Description of the task –
Copy the entries below, from their start through the line with "[626,108,668,177]", keeping every line of text. Multiply each bounding-box coordinate in the answers by 0.9 and round to whole numbers, rounding halves up, and leave out the pictures.

Data for this task –
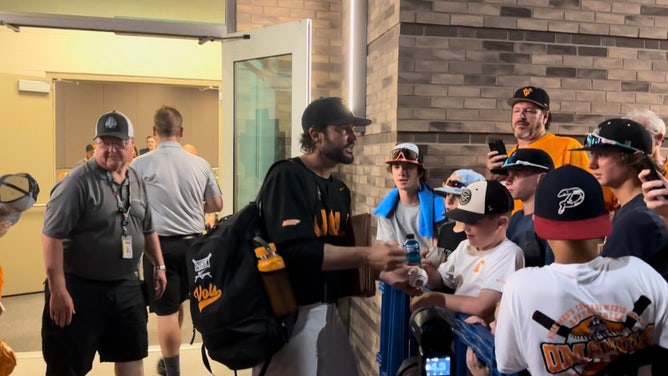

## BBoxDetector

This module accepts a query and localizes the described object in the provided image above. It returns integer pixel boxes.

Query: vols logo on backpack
[313,209,348,237]
[192,253,223,312]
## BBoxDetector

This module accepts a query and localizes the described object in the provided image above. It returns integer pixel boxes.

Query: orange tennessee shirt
[508,132,618,212]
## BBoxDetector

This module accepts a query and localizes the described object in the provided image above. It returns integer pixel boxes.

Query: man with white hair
[626,108,668,177]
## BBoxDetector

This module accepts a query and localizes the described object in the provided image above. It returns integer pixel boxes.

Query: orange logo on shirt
[193,283,223,312]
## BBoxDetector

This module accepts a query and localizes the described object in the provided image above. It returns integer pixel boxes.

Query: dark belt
[158,234,202,240]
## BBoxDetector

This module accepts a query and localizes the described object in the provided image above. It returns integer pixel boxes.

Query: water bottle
[403,234,420,265]
[255,243,297,317]
[408,268,428,288]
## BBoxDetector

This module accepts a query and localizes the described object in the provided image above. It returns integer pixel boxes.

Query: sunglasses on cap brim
[0,174,39,203]
[387,149,422,164]
[501,154,549,171]
[584,133,642,152]
[443,178,466,188]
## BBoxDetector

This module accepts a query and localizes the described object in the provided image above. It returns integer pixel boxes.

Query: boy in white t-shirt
[494,165,668,375]
[411,180,524,321]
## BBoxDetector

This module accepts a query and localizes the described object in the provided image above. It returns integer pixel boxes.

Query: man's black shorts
[143,235,199,316]
[42,275,148,376]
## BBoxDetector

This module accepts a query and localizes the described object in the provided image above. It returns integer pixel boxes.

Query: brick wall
[397,0,668,188]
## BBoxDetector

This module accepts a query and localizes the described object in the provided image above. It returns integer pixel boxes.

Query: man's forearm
[144,232,165,266]
[322,243,368,270]
[42,235,67,294]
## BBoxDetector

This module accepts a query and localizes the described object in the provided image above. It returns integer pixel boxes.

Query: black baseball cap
[533,164,612,240]
[302,97,371,131]
[571,118,653,155]
[508,86,550,110]
[446,180,515,223]
[490,148,554,175]
[95,110,134,140]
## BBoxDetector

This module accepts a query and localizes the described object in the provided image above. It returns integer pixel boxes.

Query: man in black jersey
[253,97,406,376]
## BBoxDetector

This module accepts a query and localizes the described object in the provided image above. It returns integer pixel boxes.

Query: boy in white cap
[425,169,485,267]
[492,148,554,266]
[495,165,668,375]
[411,180,524,321]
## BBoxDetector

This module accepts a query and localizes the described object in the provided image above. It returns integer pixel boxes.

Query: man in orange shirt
[487,86,616,211]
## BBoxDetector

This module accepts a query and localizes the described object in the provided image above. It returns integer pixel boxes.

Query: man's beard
[321,135,355,164]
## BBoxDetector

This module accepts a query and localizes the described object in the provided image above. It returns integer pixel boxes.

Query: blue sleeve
[601,211,668,262]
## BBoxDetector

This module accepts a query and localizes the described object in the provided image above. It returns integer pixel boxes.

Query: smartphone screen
[489,140,508,155]
[424,356,450,376]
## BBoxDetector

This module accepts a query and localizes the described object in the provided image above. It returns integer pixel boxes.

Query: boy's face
[589,150,632,188]
[445,193,459,212]
[506,170,541,201]
[392,162,420,192]
[464,216,507,251]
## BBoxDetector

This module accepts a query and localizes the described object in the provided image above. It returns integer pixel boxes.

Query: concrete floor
[0,293,251,376]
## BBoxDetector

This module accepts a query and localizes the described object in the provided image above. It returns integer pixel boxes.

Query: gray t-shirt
[131,141,221,236]
[376,201,433,251]
[42,158,153,281]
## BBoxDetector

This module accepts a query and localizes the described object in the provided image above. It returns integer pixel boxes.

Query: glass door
[219,20,311,214]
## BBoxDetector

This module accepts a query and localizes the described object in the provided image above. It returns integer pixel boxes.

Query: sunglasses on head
[585,133,642,152]
[390,149,421,163]
[0,174,39,203]
[443,178,465,188]
[501,154,548,170]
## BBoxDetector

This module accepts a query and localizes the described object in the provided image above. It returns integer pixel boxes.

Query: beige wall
[0,73,55,295]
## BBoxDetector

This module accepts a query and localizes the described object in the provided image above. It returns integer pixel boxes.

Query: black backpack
[187,164,296,373]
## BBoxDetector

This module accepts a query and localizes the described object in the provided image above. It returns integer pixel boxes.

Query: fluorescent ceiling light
[0,12,227,44]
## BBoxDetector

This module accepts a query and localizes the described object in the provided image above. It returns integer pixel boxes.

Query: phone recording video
[488,140,508,155]
[423,356,451,376]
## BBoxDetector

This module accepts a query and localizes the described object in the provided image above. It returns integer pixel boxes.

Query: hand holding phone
[643,155,661,180]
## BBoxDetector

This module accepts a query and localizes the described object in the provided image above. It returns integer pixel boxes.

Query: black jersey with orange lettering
[260,157,354,305]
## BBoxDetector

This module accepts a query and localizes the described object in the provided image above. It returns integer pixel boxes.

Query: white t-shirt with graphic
[494,256,668,375]
[438,239,524,297]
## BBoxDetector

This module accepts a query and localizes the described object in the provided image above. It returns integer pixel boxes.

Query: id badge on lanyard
[110,178,133,259]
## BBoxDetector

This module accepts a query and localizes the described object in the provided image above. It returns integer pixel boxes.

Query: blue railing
[376,282,516,376]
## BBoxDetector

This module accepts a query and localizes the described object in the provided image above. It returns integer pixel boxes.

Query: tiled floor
[0,293,251,376]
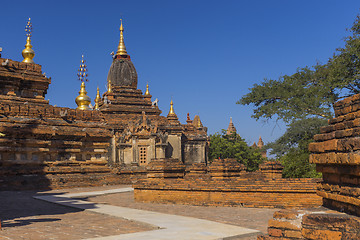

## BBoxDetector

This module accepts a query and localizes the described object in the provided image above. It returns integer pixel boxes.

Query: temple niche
[0,21,208,189]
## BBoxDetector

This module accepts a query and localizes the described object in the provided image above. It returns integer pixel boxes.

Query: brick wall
[258,209,360,240]
[134,159,321,208]
[309,94,360,216]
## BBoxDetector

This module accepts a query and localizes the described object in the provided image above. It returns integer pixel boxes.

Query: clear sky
[0,0,360,143]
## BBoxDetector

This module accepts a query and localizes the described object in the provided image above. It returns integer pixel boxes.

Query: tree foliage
[237,15,360,177]
[209,130,264,171]
[266,118,327,178]
[237,16,360,123]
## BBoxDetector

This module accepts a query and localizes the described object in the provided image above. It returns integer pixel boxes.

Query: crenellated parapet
[309,94,360,216]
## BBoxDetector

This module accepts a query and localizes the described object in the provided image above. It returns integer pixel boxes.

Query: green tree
[237,15,360,177]
[209,130,264,171]
[266,117,327,178]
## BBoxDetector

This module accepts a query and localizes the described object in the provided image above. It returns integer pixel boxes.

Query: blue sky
[0,0,360,143]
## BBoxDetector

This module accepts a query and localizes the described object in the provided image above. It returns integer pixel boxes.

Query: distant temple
[0,19,208,189]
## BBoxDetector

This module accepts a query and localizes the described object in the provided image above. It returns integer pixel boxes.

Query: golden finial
[168,99,176,116]
[193,115,203,128]
[75,82,91,110]
[75,55,91,110]
[22,18,35,63]
[77,55,89,82]
[145,84,150,95]
[95,87,101,110]
[116,19,127,55]
[108,79,112,92]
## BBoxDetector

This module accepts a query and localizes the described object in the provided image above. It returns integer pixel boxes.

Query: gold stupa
[116,19,127,55]
[22,18,35,63]
[95,87,101,110]
[75,55,91,110]
[145,84,150,95]
[168,99,176,116]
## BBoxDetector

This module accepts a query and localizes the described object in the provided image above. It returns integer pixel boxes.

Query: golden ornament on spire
[145,84,150,95]
[168,99,176,116]
[108,79,112,92]
[116,19,127,55]
[95,87,101,110]
[75,55,91,110]
[77,55,89,82]
[75,82,91,110]
[22,18,35,63]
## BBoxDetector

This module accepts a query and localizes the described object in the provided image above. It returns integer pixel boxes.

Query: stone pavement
[0,186,275,239]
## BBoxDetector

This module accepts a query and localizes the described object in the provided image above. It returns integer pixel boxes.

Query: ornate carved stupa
[0,19,208,189]
[226,117,236,135]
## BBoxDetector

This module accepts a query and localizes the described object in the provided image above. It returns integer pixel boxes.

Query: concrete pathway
[34,188,260,240]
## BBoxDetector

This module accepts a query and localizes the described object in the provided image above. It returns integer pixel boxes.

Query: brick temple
[0,19,208,189]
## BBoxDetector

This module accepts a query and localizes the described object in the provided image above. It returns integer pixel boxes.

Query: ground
[0,186,278,240]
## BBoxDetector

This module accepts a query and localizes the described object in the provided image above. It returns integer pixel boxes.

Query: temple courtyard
[0,185,286,240]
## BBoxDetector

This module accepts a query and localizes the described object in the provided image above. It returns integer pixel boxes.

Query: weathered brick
[301,228,342,240]
[268,219,300,230]
[268,228,283,237]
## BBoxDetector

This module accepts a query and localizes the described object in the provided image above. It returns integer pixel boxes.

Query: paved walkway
[35,188,259,240]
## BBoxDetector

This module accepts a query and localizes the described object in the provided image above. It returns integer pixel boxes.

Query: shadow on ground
[0,191,95,228]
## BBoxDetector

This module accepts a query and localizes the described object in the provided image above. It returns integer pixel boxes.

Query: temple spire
[145,84,150,95]
[168,99,176,116]
[95,87,101,110]
[22,18,35,63]
[116,19,127,55]
[75,55,91,110]
[226,117,236,135]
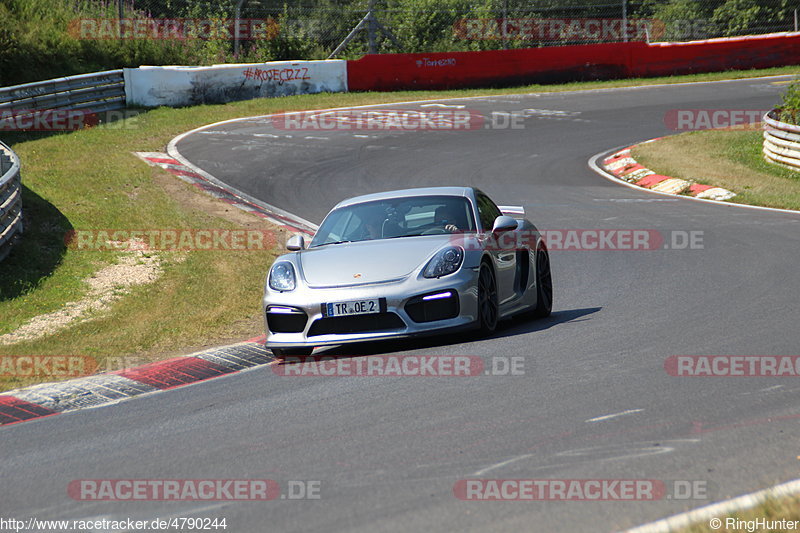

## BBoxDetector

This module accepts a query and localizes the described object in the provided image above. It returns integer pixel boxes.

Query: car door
[475,189,518,305]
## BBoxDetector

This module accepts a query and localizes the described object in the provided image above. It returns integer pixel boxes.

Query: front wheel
[478,263,499,335]
[270,347,314,358]
[533,244,553,318]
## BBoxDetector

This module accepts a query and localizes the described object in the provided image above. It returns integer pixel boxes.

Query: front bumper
[262,268,478,348]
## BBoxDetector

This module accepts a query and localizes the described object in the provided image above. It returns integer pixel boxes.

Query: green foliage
[0,0,794,86]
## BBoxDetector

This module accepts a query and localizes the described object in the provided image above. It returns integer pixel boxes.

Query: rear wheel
[478,263,499,335]
[533,244,553,318]
[270,347,314,357]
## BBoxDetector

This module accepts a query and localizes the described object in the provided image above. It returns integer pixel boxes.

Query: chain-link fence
[123,0,800,59]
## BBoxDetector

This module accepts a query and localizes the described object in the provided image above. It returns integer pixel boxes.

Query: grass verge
[0,67,800,390]
[632,130,800,209]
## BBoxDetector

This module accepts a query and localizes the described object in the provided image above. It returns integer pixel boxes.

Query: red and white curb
[0,337,275,426]
[625,479,800,533]
[134,152,316,235]
[603,137,736,201]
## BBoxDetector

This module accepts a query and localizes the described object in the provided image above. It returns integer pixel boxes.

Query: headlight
[422,246,464,278]
[269,261,297,291]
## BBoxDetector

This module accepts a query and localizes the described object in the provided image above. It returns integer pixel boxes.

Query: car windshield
[309,196,475,248]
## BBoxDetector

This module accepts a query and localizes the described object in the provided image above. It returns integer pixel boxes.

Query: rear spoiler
[497,205,525,217]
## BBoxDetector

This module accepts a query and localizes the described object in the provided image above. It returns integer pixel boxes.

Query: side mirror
[492,215,517,233]
[286,235,306,252]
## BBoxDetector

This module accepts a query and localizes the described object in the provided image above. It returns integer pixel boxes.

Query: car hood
[298,235,450,287]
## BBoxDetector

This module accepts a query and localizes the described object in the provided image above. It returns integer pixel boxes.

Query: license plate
[322,298,382,317]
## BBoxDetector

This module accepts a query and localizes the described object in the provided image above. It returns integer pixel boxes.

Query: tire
[533,243,553,318]
[478,263,500,335]
[270,347,314,357]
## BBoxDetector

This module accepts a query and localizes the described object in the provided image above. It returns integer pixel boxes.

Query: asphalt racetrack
[0,77,800,532]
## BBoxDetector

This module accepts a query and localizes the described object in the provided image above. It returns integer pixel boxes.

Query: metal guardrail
[0,138,22,261]
[763,109,800,170]
[0,69,125,130]
[0,69,125,261]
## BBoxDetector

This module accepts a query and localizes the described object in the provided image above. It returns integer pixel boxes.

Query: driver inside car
[433,205,460,233]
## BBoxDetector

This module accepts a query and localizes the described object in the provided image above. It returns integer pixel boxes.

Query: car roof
[334,187,472,209]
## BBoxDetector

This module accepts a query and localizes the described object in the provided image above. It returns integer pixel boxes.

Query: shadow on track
[314,307,602,357]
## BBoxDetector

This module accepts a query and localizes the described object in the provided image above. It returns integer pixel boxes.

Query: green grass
[0,67,798,389]
[632,130,800,209]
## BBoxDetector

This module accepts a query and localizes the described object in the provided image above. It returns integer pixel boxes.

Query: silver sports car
[263,187,553,357]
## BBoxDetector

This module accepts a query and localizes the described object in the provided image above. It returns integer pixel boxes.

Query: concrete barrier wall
[347,33,800,91]
[125,60,347,107]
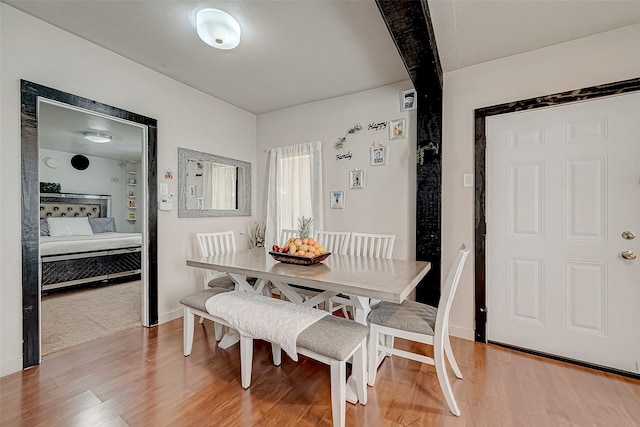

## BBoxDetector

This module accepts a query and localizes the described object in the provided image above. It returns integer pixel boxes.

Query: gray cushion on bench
[296,315,369,360]
[180,288,233,312]
[367,300,438,335]
[207,276,258,290]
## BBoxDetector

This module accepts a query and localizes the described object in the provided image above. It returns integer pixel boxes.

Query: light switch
[160,182,169,196]
[464,173,473,187]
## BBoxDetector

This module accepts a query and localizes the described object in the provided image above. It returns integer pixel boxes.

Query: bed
[40,193,142,291]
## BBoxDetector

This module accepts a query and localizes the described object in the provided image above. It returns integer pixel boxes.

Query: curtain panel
[265,141,323,248]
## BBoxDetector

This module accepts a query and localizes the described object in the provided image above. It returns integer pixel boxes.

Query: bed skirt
[41,246,142,291]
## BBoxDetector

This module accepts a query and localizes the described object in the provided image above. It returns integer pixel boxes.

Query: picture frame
[389,119,407,139]
[369,145,387,166]
[349,169,364,190]
[330,190,344,209]
[400,89,418,111]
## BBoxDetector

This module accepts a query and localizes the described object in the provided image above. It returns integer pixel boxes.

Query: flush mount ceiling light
[84,132,111,144]
[196,9,240,50]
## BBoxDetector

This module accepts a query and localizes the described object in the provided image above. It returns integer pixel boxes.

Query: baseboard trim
[158,308,184,324]
[0,355,22,377]
[488,341,640,380]
[449,324,475,341]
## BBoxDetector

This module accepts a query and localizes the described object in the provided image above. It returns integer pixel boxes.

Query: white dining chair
[348,232,396,258]
[196,231,270,341]
[367,243,469,415]
[196,231,236,292]
[314,231,351,254]
[314,231,351,318]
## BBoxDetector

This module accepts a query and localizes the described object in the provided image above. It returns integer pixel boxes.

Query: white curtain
[265,141,323,248]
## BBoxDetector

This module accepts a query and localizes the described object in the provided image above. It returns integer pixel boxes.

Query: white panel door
[486,93,640,373]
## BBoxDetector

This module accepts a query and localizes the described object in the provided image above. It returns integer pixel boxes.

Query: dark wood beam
[376,0,442,305]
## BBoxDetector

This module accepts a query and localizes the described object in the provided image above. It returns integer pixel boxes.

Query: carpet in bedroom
[41,280,142,356]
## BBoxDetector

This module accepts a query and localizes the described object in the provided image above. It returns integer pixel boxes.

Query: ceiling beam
[376,0,442,90]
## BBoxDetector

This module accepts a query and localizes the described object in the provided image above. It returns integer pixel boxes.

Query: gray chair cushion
[296,315,369,360]
[180,288,232,312]
[367,300,438,335]
[207,276,258,290]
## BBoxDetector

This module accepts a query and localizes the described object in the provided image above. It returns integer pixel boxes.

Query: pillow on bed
[89,217,116,234]
[47,216,93,236]
[40,219,49,236]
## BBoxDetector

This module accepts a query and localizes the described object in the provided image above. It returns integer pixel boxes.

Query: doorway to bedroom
[38,99,146,357]
[20,80,158,369]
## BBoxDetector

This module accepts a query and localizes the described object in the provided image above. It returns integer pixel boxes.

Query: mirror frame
[178,147,251,218]
[20,80,158,369]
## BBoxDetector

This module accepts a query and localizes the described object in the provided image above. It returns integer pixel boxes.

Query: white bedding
[40,233,142,256]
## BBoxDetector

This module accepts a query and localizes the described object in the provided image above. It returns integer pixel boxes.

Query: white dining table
[186,248,431,403]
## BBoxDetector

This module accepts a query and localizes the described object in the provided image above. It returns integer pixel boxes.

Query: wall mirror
[178,148,251,218]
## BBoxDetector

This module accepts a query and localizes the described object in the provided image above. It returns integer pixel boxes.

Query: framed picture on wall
[389,119,406,139]
[370,145,387,166]
[330,190,344,209]
[400,89,418,111]
[349,169,364,190]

Worked solution –
## BBoxDetector

This module accepts a query and localizes the described object in the provided image above. It returns integer pixel boxes.

Query: vols logo on backpack
[282,188,313,213]
[173,228,201,281]
## BBoxDetector

This module accepts a query and localizes the described object in the provided image above. It returns integer pixel boxes.

Query: orange tennessee shirt
[457,119,556,191]
## BBoxDetector

This module accepts a query and localizes the described object in the provided image above. It returns integer pixel boxes.

Query: man with white hair
[563,97,601,159]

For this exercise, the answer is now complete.